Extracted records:
>> Start
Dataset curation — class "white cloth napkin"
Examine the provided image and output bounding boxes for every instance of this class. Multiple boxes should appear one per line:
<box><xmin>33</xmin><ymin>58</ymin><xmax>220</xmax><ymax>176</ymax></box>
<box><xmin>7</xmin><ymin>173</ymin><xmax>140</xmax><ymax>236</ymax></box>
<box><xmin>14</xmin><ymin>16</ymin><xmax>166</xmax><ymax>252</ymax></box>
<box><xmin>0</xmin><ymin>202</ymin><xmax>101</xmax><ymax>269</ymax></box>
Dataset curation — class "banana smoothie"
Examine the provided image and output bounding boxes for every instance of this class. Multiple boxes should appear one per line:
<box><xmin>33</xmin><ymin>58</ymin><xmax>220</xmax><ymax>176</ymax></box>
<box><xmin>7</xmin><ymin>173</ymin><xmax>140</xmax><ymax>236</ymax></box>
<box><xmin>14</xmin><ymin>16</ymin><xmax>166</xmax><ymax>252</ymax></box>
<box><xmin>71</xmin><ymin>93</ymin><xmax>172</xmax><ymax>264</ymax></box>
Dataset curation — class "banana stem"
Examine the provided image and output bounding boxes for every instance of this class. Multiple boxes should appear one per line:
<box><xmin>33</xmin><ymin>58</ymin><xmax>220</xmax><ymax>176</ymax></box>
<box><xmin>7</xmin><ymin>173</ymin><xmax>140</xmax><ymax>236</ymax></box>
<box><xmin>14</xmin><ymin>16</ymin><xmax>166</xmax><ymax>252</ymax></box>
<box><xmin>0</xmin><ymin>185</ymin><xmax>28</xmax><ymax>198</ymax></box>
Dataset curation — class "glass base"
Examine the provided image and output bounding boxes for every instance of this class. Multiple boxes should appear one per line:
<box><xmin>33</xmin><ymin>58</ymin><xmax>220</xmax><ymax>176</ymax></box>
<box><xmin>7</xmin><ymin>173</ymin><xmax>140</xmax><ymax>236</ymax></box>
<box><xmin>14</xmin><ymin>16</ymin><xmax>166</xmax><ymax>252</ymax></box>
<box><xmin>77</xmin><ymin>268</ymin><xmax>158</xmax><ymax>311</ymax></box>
>> End
GIVEN TASK
Which lines in the rows above contain the word "Dataset", matching case exactly? Copy each of those lines in full.

TASK SOLUTION
Dataset curation — class "white cloth napkin"
Dataset curation — class "banana smoothie"
Dataset curation — class "banana stem"
Dataset curation — class "glass base"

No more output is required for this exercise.